Turn the rows below into a two-column CSV with the header request,answer, giving one line per row. Put each row's text under request and its answer under answer, with each in a quoted field and line breaks replaced by spaces.

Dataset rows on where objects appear
—————
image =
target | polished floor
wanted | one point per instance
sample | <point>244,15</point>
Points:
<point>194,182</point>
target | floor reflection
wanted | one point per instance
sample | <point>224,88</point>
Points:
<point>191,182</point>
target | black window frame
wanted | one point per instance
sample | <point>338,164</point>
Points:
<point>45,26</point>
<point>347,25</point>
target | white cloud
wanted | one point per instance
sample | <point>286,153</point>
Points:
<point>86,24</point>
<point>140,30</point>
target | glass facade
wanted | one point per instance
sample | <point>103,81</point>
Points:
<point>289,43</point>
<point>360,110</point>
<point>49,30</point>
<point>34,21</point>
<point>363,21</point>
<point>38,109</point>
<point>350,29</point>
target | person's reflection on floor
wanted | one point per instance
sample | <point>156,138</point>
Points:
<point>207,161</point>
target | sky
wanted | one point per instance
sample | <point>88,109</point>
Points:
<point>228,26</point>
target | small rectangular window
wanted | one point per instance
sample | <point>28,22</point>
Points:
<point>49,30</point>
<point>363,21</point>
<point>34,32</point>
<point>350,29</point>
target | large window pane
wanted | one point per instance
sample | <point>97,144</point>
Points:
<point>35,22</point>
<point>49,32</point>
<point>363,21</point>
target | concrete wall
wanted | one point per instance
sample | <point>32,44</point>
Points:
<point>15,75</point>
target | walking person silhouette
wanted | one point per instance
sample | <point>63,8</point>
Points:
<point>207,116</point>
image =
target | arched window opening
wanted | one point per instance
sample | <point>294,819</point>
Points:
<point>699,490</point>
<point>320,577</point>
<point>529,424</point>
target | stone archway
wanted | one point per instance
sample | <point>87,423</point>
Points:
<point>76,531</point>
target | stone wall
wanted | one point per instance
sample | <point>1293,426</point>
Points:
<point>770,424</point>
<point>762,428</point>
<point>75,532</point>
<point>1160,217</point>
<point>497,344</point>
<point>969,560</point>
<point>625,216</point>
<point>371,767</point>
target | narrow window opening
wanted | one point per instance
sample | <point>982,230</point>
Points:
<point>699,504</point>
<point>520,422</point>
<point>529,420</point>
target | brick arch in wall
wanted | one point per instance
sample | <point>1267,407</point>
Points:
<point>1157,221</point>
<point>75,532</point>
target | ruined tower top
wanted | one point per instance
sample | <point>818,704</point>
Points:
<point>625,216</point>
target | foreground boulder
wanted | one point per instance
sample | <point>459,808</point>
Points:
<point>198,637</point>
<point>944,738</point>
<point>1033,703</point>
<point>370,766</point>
—————
Problem solution
request,answer
"image = target | polished floor wanted | one point per instance sample | <point>244,15</point> Points:","<point>194,182</point>"
"target | floor reflection wanted | one point per instance sample | <point>224,88</point> Points:","<point>191,182</point>"
"target | black window frame wanted | one point per instance sample | <point>338,164</point> Points:","<point>45,26</point> <point>347,25</point>"
"target | white cloud wanted | one point per instance sample | <point>286,153</point> Points:","<point>86,24</point> <point>140,30</point>"
"target | glass facade wanted | one point per instance sample | <point>103,81</point> Points:","<point>289,43</point> <point>360,110</point> <point>49,30</point> <point>34,21</point> <point>363,21</point> <point>38,109</point> <point>350,29</point>"
"target | person's reflection on floor wanted | one point per instance sample | <point>156,138</point> Points:","<point>207,161</point>"
"target | sky wanted | one point per instance sample | <point>88,109</point> Points:","<point>228,26</point>"
"target | small rectangular window wanted | one point per instance sample | <point>28,22</point> Points:","<point>49,30</point> <point>363,21</point> <point>34,32</point> <point>350,29</point>"
"target | large window pane wanted | one point per instance sample | <point>97,144</point> Points:","<point>35,22</point> <point>49,32</point> <point>363,21</point>"
"target | concrete wall wanted | one point per instance sample | <point>32,44</point> Points:","<point>15,75</point>"
"target | walking person silhouette wanted | one point per instance sample | <point>63,8</point> Points:","<point>207,116</point>"
"image = target | arched window opening wanted | one point per instance sample | <point>294,819</point> Points:","<point>699,490</point> <point>320,577</point> <point>529,424</point>"
"target | stone archway wanted | one point per instance sample | <point>87,423</point> Points:","<point>76,531</point>"
"target | stone wall wanted | one point per instance sample | <point>1293,426</point> Points:","<point>770,424</point> <point>762,428</point> <point>75,532</point> <point>1160,217</point> <point>497,344</point> <point>969,560</point> <point>625,216</point> <point>371,767</point>"
"target | narrow window opening wanted | one point per instance sample | <point>982,230</point> Points:","<point>699,504</point> <point>520,422</point> <point>529,420</point>"
"target | brick arch in wall wanted | one point per instance sample | <point>1267,407</point> Points:","<point>1157,221</point> <point>75,532</point>"
"target | ruined tower top wanted | one point per instance sample | <point>818,704</point> Points:","<point>625,216</point>"
"target | foreground boulder wanted | one point per instance sample | <point>459,808</point> Points:","<point>198,637</point> <point>944,738</point> <point>1033,703</point> <point>370,766</point>"